Work required
Below is a listing. Quote from it, exactly, the lines from the one containing "Practice. For this step, pick out the dark" down to the one containing "Practice. For this step, pick out the white blossom", both ends included, and nothing else.

┏━━

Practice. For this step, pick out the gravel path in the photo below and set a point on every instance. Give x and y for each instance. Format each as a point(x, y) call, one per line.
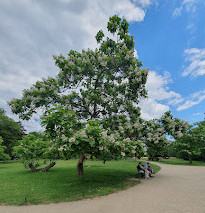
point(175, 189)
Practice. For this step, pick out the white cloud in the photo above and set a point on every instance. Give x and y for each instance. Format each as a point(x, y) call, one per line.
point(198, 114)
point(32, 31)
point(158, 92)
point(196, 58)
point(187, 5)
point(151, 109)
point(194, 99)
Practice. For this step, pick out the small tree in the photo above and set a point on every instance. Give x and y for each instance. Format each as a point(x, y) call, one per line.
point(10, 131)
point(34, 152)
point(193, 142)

┗━━
┏━━

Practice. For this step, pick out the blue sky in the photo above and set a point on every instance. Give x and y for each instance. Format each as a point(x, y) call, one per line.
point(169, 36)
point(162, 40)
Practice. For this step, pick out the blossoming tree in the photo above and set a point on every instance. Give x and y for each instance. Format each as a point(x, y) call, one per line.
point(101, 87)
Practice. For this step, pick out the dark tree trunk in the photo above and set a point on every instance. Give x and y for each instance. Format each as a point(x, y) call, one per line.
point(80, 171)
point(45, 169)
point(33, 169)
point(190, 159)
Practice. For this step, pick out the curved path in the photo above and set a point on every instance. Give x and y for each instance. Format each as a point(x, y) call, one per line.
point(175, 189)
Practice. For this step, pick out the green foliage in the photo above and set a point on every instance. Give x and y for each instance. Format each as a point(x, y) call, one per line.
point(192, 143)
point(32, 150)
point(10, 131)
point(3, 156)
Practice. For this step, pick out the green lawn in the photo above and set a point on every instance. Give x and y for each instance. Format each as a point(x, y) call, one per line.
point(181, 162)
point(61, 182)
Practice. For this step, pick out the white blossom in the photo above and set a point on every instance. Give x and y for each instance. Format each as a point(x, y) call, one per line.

┗━━

Solved problem
Practice. For this step, pick out the dark tree trunk in the photo above and set a point on every instance. Give x and y for each instance. Format each as a point(x, y) call, one per line.
point(80, 171)
point(45, 169)
point(33, 169)
point(190, 159)
Practice. For this step, pick out the curved path in the photo above and set a point on every instance. Give x and y for each instance. Format each as a point(x, y) call, one per line.
point(175, 189)
Practice. For this step, pick out the green foliage in the photo above and set a point on every instance. Give x and y for each instance. Format each as a point(x, y) call, one per line.
point(192, 143)
point(32, 150)
point(10, 131)
point(3, 156)
Practice. For this step, pick out the green lawn in the photo above and set a point on every instance. Give x and y for each instance. Format each as a point(x, y) call, one per line.
point(181, 162)
point(61, 182)
Practice. For this step, pick out the white blossom in the photo above and set a point on every instance. Give x and y for each instance. Format each as a point(x, y) call, one per line.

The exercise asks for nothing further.